* Your task
Report each line of the entries below that contains the word "wall", copying every such line in full.

* Supplied records
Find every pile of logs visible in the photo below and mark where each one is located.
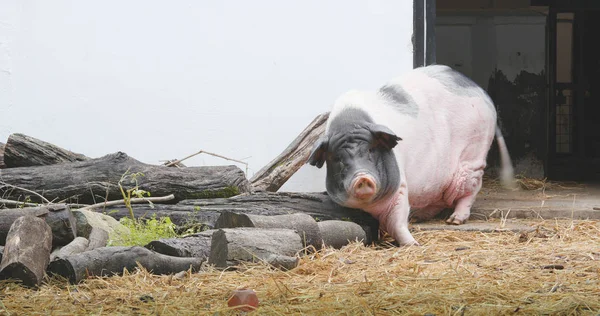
[0,114,378,286]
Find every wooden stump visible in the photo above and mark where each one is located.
[0,215,52,287]
[107,192,379,243]
[215,212,323,250]
[0,152,250,204]
[250,112,329,192]
[4,133,89,168]
[48,246,204,284]
[0,204,77,248]
[144,230,215,259]
[208,228,304,270]
[0,143,6,169]
[85,227,108,251]
[50,237,90,261]
[317,220,367,249]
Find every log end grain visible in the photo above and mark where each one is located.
[0,143,6,169]
[47,258,79,284]
[318,220,367,249]
[0,262,41,287]
[208,228,304,269]
[0,215,52,286]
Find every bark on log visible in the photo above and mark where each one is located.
[4,133,90,168]
[144,230,215,259]
[0,143,6,169]
[85,227,108,251]
[215,212,323,250]
[250,112,329,192]
[105,190,379,243]
[48,246,204,284]
[0,204,77,248]
[0,215,52,287]
[208,228,304,270]
[50,237,90,261]
[317,220,367,249]
[0,152,250,204]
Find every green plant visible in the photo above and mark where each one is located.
[119,169,154,221]
[109,214,177,246]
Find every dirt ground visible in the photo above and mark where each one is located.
[471,179,600,219]
[0,218,600,315]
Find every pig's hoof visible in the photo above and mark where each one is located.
[446,215,467,225]
[398,239,421,247]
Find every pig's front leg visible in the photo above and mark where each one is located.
[380,184,419,246]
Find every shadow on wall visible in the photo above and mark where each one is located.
[488,69,547,179]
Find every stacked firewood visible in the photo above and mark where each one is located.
[0,114,378,286]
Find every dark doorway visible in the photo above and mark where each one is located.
[547,7,600,181]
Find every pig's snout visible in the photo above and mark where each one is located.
[350,174,377,200]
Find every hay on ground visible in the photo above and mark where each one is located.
[0,220,600,315]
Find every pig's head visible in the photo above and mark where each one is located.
[308,109,401,209]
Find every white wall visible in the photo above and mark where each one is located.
[0,0,412,190]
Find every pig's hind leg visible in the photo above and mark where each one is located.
[446,165,485,225]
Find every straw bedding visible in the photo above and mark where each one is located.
[0,220,600,315]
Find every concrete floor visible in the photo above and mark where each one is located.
[470,182,600,220]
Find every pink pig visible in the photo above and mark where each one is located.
[308,65,513,245]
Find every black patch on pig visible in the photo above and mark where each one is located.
[424,65,494,108]
[322,108,400,205]
[379,84,419,118]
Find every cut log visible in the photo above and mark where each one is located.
[0,143,6,169]
[0,152,250,204]
[73,210,131,240]
[317,220,367,249]
[144,230,215,259]
[208,228,304,270]
[0,204,77,248]
[85,227,108,251]
[50,237,90,261]
[0,215,52,287]
[215,212,324,250]
[250,112,329,192]
[101,193,379,243]
[48,246,204,284]
[4,133,90,168]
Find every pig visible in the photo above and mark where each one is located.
[307,65,514,246]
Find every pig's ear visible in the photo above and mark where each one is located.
[308,137,328,168]
[369,124,402,149]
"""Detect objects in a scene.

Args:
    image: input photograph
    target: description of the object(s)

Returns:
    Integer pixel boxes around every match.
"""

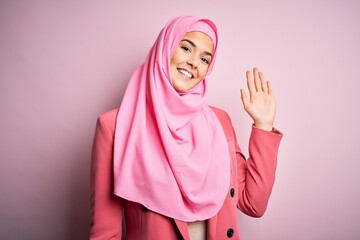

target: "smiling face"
[170,32,214,92]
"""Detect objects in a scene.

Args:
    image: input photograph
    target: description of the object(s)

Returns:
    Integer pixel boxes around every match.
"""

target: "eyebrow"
[181,38,212,57]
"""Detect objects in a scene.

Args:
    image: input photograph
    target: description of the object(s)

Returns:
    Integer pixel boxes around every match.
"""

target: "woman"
[90,16,282,240]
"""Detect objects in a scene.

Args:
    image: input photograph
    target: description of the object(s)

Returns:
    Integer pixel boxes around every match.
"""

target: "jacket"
[90,107,282,240]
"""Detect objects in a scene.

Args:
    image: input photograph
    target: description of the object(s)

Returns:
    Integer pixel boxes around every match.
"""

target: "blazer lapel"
[174,219,190,240]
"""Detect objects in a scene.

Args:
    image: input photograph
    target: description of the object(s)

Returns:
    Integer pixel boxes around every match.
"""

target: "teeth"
[179,69,192,78]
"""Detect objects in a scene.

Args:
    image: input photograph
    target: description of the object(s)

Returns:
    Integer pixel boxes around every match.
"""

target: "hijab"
[113,16,230,222]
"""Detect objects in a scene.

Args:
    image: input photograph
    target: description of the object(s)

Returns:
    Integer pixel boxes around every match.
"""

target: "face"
[170,32,214,92]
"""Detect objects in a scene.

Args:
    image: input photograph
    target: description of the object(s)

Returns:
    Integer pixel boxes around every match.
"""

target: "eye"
[201,58,210,64]
[181,46,190,52]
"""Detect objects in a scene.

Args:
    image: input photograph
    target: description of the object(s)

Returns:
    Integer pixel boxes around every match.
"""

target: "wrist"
[254,123,273,132]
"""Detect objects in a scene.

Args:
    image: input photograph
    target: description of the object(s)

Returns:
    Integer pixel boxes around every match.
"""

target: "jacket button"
[230,188,235,197]
[226,228,234,238]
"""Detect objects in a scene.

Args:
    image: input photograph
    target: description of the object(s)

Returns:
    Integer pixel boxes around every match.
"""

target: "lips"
[178,68,194,79]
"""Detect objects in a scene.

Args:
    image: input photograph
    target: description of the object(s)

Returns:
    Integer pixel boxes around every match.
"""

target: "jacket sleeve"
[90,116,122,240]
[233,125,283,217]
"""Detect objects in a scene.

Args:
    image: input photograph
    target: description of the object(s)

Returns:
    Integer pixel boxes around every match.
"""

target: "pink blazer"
[90,107,282,240]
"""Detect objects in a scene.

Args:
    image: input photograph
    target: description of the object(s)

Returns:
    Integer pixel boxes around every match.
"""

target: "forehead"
[182,31,214,53]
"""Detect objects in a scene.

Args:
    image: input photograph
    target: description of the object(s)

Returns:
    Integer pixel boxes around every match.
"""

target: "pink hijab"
[114,16,230,221]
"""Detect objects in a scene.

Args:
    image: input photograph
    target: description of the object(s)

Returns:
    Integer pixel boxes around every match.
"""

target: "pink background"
[0,0,360,240]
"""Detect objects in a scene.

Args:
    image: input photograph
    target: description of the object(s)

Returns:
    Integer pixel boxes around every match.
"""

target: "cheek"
[200,66,209,78]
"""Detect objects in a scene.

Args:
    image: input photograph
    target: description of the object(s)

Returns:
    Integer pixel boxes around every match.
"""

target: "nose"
[187,56,199,69]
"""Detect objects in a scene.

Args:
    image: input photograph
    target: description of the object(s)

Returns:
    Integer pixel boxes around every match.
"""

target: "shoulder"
[209,105,230,123]
[97,108,119,135]
[209,106,234,140]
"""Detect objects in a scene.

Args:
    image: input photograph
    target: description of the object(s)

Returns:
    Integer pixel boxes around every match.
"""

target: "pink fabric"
[114,16,230,221]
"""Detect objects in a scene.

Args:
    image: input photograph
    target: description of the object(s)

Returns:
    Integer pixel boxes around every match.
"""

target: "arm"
[234,126,282,217]
[90,113,122,240]
[236,68,282,217]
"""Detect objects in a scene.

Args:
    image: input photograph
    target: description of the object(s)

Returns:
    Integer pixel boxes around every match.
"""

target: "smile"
[178,69,193,79]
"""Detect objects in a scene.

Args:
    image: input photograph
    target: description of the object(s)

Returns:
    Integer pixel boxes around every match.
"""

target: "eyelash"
[181,46,210,64]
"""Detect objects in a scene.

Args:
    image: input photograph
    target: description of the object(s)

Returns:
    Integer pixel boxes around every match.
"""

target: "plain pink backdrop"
[0,0,360,240]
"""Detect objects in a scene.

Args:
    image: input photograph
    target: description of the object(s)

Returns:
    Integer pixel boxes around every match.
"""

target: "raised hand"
[240,68,276,131]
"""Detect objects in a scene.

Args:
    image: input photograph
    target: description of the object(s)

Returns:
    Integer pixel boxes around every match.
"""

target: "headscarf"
[113,16,230,221]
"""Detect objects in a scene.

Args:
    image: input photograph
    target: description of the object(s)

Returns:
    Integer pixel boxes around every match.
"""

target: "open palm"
[240,68,276,131]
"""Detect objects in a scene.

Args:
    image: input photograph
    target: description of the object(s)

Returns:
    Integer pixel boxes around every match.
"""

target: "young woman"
[90,16,282,240]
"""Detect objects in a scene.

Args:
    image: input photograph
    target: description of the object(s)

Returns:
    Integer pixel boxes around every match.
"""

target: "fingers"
[259,72,268,93]
[240,89,249,109]
[253,67,262,92]
[246,70,256,96]
[250,67,271,95]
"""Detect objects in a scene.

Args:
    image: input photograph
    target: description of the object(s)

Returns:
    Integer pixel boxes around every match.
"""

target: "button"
[226,228,234,238]
[230,188,235,197]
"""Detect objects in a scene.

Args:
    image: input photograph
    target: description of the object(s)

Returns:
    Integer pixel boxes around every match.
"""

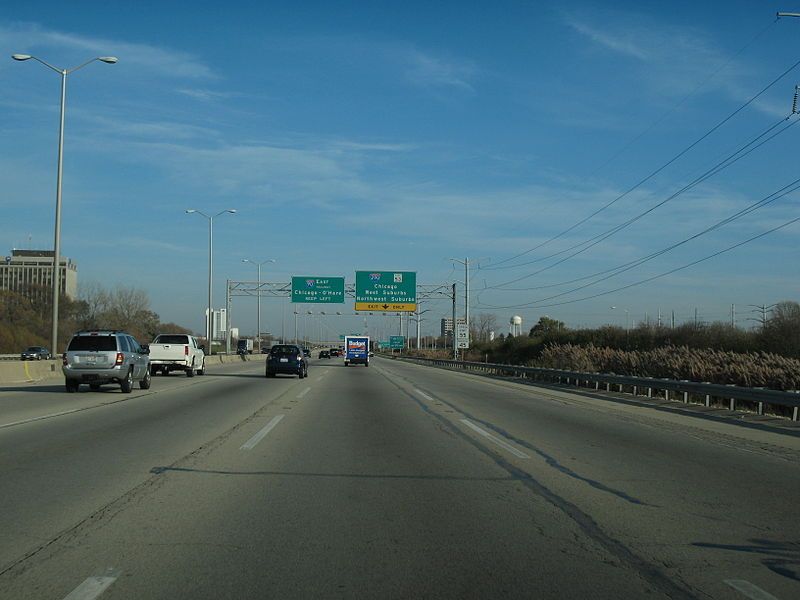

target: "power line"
[486,49,800,270]
[487,172,800,301]
[480,212,800,309]
[488,115,798,289]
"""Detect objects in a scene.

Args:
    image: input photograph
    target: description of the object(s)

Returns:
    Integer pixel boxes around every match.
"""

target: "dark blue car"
[266,344,308,379]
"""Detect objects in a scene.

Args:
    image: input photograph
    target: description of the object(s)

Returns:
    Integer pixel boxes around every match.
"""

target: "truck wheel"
[139,371,151,390]
[119,369,133,394]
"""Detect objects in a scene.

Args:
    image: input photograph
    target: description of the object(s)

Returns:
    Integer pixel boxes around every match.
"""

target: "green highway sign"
[355,271,417,312]
[292,277,344,304]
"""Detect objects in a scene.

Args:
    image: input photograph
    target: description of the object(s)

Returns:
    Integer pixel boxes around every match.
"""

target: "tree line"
[0,284,191,354]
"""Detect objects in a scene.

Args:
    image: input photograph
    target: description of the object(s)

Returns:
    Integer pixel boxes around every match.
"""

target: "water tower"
[508,315,522,337]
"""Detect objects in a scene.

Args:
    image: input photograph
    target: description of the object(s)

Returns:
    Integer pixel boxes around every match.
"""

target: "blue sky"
[0,1,800,332]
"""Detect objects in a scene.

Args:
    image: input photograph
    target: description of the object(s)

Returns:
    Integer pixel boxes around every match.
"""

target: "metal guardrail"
[401,356,800,421]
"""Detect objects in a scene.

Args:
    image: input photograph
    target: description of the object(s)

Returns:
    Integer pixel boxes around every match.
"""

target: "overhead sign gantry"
[355,271,417,312]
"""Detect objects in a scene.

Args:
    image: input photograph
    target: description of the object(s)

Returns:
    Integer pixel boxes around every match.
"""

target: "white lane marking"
[723,579,778,600]
[239,415,283,450]
[64,571,119,600]
[414,388,434,402]
[0,404,85,429]
[461,419,530,458]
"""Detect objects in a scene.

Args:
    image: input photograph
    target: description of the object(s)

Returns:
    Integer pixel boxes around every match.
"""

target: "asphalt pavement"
[0,358,800,600]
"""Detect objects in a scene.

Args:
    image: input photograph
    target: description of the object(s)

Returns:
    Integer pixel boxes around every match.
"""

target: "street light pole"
[11,54,117,354]
[185,208,236,346]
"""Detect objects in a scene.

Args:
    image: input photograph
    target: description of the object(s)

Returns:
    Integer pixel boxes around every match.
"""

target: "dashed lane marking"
[64,569,119,600]
[239,415,283,450]
[461,419,530,458]
[723,579,778,600]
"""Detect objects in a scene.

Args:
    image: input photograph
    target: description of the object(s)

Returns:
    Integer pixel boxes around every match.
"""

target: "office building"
[0,250,78,300]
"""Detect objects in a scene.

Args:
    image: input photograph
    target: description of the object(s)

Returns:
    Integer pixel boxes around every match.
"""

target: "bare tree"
[472,313,497,342]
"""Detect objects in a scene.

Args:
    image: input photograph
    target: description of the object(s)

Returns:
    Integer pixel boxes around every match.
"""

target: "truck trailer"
[344,335,369,367]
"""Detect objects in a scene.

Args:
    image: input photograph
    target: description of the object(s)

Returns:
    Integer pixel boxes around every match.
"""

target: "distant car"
[265,344,308,379]
[19,346,53,360]
[61,331,150,394]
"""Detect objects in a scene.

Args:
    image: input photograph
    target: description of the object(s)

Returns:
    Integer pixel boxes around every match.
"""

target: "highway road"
[0,358,800,600]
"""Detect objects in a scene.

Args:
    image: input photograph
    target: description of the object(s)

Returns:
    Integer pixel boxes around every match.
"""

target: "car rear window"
[67,335,117,351]
[155,335,189,344]
[270,346,297,356]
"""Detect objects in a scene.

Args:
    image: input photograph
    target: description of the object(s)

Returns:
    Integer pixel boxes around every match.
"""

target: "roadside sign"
[355,271,417,312]
[456,323,469,349]
[292,277,344,304]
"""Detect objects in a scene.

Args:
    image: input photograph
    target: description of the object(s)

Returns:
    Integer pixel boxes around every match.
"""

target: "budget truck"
[344,335,369,367]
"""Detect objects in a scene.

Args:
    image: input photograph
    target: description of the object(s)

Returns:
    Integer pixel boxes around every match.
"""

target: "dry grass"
[530,344,800,390]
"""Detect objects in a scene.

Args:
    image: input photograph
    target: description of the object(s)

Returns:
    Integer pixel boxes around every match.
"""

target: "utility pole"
[445,283,458,360]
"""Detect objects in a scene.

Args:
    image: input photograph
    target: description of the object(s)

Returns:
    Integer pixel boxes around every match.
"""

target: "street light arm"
[11,54,62,75]
[67,56,117,75]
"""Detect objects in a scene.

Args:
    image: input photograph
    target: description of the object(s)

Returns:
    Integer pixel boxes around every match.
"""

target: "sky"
[0,0,800,336]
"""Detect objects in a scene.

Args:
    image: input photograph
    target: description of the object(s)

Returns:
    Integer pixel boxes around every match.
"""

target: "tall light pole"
[185,208,236,346]
[11,54,117,353]
[242,258,275,352]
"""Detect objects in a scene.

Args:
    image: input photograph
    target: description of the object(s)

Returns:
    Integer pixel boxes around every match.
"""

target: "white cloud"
[404,50,475,91]
[0,23,216,80]
[567,19,649,60]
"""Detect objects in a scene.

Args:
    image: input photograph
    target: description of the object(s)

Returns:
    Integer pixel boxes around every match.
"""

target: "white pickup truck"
[150,333,206,377]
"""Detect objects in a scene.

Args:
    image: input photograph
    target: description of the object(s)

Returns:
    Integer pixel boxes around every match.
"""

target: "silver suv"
[61,331,150,394]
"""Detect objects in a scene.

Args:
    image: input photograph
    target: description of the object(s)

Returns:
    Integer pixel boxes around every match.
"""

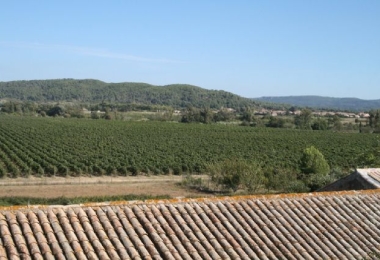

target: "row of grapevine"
[0,116,377,177]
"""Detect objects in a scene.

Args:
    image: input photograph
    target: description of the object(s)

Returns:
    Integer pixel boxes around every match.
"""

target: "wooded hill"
[254,96,380,111]
[0,79,257,108]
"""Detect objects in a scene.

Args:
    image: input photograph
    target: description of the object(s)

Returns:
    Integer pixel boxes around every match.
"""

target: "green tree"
[206,159,266,192]
[294,109,313,130]
[300,146,330,175]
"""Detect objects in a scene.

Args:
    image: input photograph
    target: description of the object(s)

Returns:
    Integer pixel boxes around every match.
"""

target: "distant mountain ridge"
[253,96,380,111]
[0,79,257,108]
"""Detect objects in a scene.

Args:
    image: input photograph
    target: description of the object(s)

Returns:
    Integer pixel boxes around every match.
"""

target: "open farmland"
[0,176,210,201]
[0,116,377,177]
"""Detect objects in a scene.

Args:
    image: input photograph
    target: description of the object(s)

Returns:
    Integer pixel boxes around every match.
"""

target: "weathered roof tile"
[0,190,380,260]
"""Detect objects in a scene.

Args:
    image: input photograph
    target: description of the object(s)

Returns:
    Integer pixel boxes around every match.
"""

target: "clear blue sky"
[0,0,380,99]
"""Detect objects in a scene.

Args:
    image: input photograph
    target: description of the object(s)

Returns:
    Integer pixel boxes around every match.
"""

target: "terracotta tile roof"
[0,190,380,259]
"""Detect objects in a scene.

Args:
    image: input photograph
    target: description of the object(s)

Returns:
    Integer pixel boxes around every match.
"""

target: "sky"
[0,0,380,99]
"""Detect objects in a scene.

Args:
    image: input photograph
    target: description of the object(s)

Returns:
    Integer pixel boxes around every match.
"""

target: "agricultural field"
[0,116,377,177]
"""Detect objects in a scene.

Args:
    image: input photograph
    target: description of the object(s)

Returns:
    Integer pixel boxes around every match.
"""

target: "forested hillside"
[0,79,255,108]
[254,96,380,111]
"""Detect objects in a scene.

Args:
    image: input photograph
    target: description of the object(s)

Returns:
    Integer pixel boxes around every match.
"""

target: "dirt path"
[0,176,209,198]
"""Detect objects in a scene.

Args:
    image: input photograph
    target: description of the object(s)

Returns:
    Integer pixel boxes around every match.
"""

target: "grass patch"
[0,194,171,206]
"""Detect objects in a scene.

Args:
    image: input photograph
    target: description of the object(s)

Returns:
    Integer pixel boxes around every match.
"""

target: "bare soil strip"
[0,176,209,198]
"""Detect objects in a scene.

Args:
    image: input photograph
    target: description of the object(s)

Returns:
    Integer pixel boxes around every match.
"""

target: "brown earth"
[0,176,209,198]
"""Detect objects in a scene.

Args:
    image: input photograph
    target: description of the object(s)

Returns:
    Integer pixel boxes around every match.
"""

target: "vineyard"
[0,116,377,177]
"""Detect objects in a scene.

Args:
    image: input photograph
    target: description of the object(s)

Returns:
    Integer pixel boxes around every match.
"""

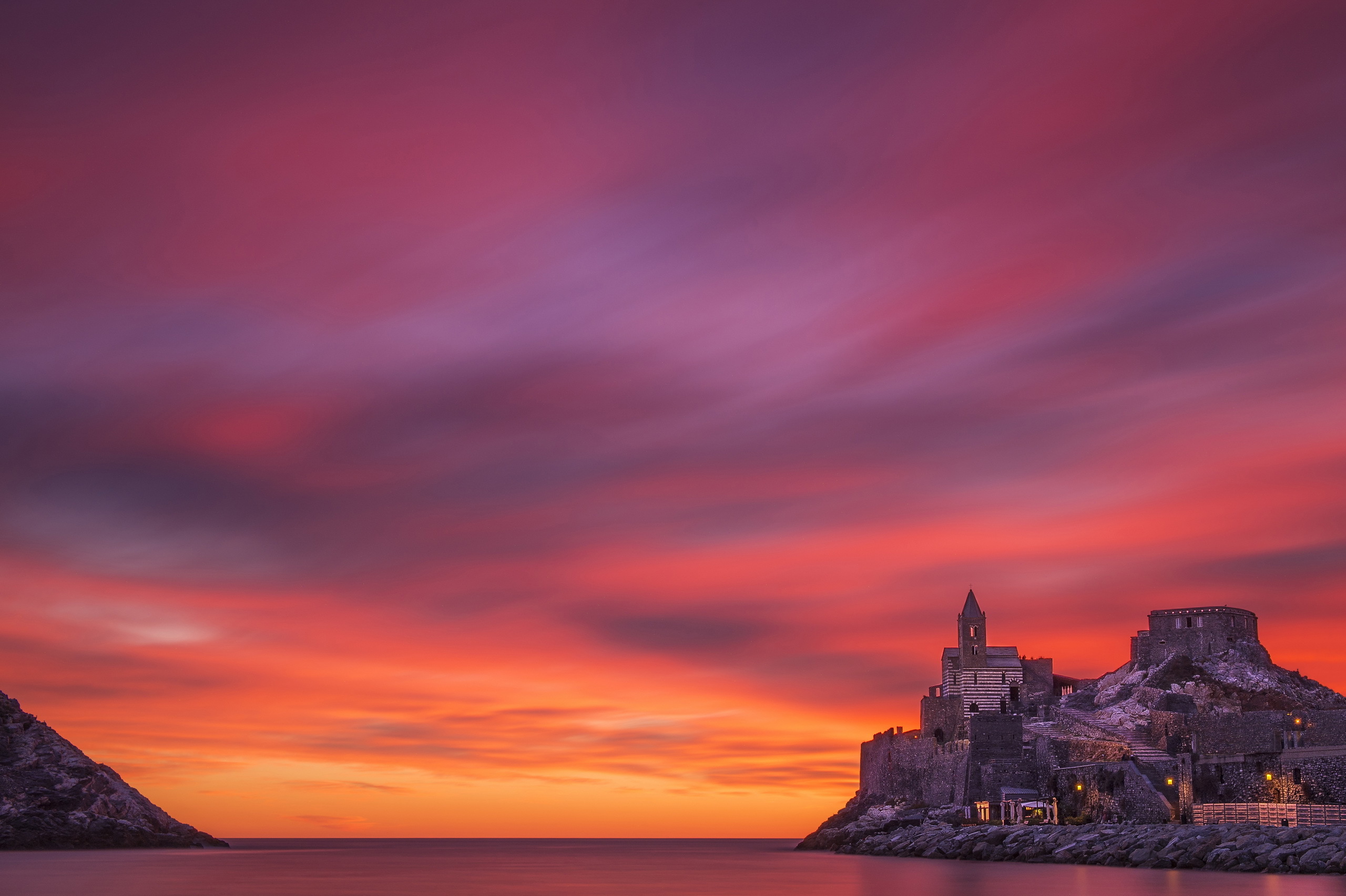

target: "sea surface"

* Result
Find every shadow on wall visible in the photo above and mark where each one is located.
Find every white wall visible in the photo above and mark where each one is located.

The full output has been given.